### Page text

The real problem is for surrogacy and IUDs. In surrogacy and implantation, as I understand it, doctors try to implant multiple eggs, and if more than one impants, the process generally calls for “selective reduction,” which many states would criminalize as abortion. States can also claim that IUDs sometimes prevent a a fertilized egg from implanting, even if the science shows that such occurrences are rare. Could a state legislate that any fertilized egg/zygote a “human life” and an IUD is murder? I know this sounds crazy, but yes.
Could a state say the same about the Pill? Not if they care about science, but they don’t care about science, and I don’t trust this Court, either.
Could a state say the same about the Pill? Not if they care about science, but they don’t care about science, and I don’t trust this Court, either.
6. Preemption? Can the FDA’s approval of mifepristone create federal protection that preempts state criminal and civil penalties?

######
### Extracted entries

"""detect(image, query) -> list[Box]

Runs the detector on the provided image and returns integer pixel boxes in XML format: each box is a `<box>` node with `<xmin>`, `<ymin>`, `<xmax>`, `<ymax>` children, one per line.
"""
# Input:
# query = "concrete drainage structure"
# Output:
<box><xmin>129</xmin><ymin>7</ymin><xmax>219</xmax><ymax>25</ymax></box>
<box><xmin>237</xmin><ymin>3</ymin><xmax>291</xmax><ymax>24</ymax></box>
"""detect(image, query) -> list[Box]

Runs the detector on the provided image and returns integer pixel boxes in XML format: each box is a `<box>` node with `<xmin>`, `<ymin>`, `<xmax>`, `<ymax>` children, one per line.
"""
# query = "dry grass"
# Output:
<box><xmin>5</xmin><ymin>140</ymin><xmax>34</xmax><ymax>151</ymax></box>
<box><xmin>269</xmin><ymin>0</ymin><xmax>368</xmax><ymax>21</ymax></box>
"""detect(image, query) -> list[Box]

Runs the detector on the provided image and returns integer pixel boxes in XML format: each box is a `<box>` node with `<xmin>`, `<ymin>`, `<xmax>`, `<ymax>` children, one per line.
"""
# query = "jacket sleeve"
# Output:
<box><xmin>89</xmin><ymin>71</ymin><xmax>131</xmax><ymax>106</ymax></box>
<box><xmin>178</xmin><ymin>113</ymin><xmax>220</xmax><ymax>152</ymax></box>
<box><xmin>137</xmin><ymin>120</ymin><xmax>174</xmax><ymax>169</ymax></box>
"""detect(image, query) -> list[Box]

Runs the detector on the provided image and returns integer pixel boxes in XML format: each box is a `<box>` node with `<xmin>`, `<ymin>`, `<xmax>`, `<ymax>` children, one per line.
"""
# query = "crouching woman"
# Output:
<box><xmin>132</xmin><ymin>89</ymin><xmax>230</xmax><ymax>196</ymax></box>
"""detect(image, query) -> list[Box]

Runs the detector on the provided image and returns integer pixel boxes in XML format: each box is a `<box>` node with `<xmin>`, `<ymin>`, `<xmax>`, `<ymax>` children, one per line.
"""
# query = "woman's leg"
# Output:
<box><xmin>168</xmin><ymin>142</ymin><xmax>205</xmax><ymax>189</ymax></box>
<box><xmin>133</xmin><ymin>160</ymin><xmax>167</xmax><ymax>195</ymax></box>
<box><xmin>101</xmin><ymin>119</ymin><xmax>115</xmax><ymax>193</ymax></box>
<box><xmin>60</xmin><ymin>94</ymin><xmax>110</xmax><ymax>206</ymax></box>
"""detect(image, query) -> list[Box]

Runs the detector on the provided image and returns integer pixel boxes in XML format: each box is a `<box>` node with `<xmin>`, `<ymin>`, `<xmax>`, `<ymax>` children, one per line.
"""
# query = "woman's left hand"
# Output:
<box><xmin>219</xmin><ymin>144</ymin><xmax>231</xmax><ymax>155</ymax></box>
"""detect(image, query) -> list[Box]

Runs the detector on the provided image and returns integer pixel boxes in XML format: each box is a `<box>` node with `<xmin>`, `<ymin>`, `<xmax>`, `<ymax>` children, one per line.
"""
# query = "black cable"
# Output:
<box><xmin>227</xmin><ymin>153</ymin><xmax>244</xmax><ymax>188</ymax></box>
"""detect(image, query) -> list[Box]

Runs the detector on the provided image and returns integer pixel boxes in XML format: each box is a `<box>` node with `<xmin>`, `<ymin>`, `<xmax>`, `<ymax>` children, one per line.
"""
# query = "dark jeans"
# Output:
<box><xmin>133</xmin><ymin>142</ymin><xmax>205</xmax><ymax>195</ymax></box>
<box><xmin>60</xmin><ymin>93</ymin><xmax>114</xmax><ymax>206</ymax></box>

######

Requirement: Copy the abortion-law passage word for word, starting at "The real problem" and ending at "crazy, but yes.".

Result for this exercise:
The real problem is for surrogacy and IUDs. In surrogacy and implantation, as I understand it, doctors try to implant multiple eggs, and if more than one impants, the process generally calls for “selective reduction,” which many states would criminalize as abortion. States can also claim that IUDs sometimes prevent a a fertilized egg from implanting, even if the science shows that such occurrences are rare. Could a state legislate that any fertilized egg/zygote a “human life” and an IUD is murder? I know this sounds crazy, but yes.